■ Requests
1. Copy the passage on the Sanchez School word for word, starting at "When Dr. Isola" and ending at "and school reform.".
2. Extend the account of the Sanchez School's improvement under Principal Isola by writing what comes next after its final sentence.

■ Selected text
++++++++++

The Sanchez School story shows the positive impact of using shared leadership and the results-oriented cycle of inquiry to implement school-based policies designed to activate students’ talents and intellectual power within the classroom. Over the course of 13 years, from 1999 to 2012, test scores improved dramatically. The school’s average annual academic growth was more than 20 points, much more than the 11-point average growth for elementary schools in California.

When Dr. Isola became principal, the school was performing in the lowest quartile of California’s Academic Performance Index. Contrary to top-down formulaic approaches, Principal Isola used a horizontal leadership system that engaged all stakeholders—including teachers, paraprofessionals, administrators, parents, community members, businesses leaders, and students themselves—in the project of improving student learning and school reform.

++++++++++

■ Extracted information

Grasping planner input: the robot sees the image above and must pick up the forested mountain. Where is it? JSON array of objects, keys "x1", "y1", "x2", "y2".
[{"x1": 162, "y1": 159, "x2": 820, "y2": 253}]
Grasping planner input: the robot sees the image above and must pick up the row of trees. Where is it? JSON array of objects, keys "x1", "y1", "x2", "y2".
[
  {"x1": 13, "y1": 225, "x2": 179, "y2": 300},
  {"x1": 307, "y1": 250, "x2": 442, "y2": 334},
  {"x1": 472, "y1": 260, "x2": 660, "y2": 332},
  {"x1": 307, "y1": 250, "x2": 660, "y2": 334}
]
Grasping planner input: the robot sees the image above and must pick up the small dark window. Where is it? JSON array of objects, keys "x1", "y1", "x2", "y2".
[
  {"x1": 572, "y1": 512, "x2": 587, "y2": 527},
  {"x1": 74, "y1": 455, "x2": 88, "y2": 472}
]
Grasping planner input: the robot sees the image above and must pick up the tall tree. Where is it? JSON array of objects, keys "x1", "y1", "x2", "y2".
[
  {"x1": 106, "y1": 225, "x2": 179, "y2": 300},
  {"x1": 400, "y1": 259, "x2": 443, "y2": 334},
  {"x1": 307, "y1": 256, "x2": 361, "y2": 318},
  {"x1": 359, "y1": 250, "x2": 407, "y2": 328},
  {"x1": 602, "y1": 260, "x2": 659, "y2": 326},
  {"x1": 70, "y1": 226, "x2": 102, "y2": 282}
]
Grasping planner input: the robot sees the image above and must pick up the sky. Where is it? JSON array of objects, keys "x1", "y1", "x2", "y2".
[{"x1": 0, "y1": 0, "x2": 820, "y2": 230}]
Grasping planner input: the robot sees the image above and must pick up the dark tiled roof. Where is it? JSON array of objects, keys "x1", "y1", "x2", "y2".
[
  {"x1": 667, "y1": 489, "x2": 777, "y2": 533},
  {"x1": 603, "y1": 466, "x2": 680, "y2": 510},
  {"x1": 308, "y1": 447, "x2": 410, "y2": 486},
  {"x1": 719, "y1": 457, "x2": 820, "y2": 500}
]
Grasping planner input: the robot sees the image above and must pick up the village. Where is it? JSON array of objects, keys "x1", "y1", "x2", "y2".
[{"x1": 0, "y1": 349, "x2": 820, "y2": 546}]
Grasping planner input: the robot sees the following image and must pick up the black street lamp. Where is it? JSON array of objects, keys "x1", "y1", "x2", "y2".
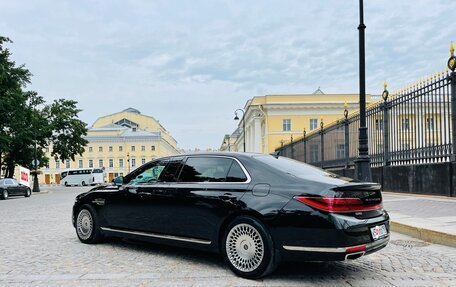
[
  {"x1": 234, "y1": 109, "x2": 245, "y2": 152},
  {"x1": 355, "y1": 0, "x2": 372, "y2": 181}
]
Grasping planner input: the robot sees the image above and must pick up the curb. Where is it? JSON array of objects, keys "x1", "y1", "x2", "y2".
[{"x1": 390, "y1": 221, "x2": 456, "y2": 247}]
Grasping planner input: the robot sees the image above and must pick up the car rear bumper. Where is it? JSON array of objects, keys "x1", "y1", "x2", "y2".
[{"x1": 281, "y1": 235, "x2": 390, "y2": 261}]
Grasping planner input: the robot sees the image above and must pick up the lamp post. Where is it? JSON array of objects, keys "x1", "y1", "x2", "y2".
[
  {"x1": 355, "y1": 0, "x2": 372, "y2": 181},
  {"x1": 234, "y1": 109, "x2": 245, "y2": 152}
]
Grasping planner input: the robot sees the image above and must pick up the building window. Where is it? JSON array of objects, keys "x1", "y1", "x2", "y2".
[
  {"x1": 282, "y1": 119, "x2": 291, "y2": 132},
  {"x1": 426, "y1": 117, "x2": 434, "y2": 131},
  {"x1": 336, "y1": 144, "x2": 345, "y2": 159},
  {"x1": 402, "y1": 118, "x2": 410, "y2": 131},
  {"x1": 310, "y1": 144, "x2": 320, "y2": 162},
  {"x1": 309, "y1": 119, "x2": 318, "y2": 130}
]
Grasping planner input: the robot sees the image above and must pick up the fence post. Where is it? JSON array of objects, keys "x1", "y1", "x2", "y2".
[
  {"x1": 379, "y1": 82, "x2": 390, "y2": 166},
  {"x1": 290, "y1": 135, "x2": 294, "y2": 159},
  {"x1": 344, "y1": 102, "x2": 350, "y2": 169},
  {"x1": 448, "y1": 42, "x2": 456, "y2": 162},
  {"x1": 320, "y1": 118, "x2": 325, "y2": 168},
  {"x1": 302, "y1": 128, "x2": 307, "y2": 162}
]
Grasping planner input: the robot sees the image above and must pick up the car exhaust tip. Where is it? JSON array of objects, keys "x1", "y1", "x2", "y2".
[{"x1": 345, "y1": 251, "x2": 365, "y2": 260}]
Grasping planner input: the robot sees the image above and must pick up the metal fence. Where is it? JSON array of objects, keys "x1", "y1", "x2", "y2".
[{"x1": 276, "y1": 69, "x2": 456, "y2": 168}]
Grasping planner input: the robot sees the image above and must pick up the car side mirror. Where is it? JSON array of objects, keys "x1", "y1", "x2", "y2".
[{"x1": 112, "y1": 176, "x2": 123, "y2": 186}]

++++++++++

■ Answers for this exercise
1.
When Dr. Isola became principal, the school was performing in the lowest quartile of California’s Academic Performance Index. Contrary to top-down formulaic approaches, Principal Isola used a horizontal leadership system that engaged all stakeholders—including teachers, paraprofessionals, administrators, parents, community members, businesses leaders, and students themselves—in the project of improving student learning and school reform.

2.
Key focus areas of the transformation process:
  1. Development of dynamic learning communities that relate empirical research of what works for diverse students, schools, and communities to the concrete challenges faced at Sanchez School
  2. Shared leadership and results-oriented cycle of inquiry to build capacity for effective learning across generations within the school community
  3. Multi-dimensional roles of the school principal, including instructional leader, resource manager, social architect of learning, and community organizer/activist
  4. Evidence collection, including student achievement data, performance-based assessments, teacher leadership development, paraprofessional career ladder, and parent education and activism

By sharing the experience of the Sanchez School, the authors hope to open dialogue between administrators and staff and encourage reflection on their own school’s improvement strategies. Readers will be inspired to see the possibilities for linguistically and culturally diverse students from low-income communities; current notions will be challenged and guidance offered for important changes that will renew readers’ schools. Core principles of the Sanchez renewal experience:
  • Build relationships of trust and respect among administrators, teachers, paraprofessionals, students, and parents.
  • Develop shared leadership structures and processes that offer opportunities for all staff to grow professionally and share in the responsibility for promoting student achievement.
  • Implement instruction that connects to students’ lives, respects their multilingual talents and cultural knowledge, and enables them to use multiple modes of representation (e.g., language, music, visual art) to express and expand their identities.
  • Support strong parental and community engagement in the shared enterprise of educating children.
  • Focus on students’ physical, emotional, and social well-being in order to remove potential impediments to learning.
  • Provide preschool that generates curiosity, habits of inquiry, and literacy engagement.
  • Use curriculum-focused assessment that monitors students’ academic growth as a means of informing instruction and, when necessary, intervention.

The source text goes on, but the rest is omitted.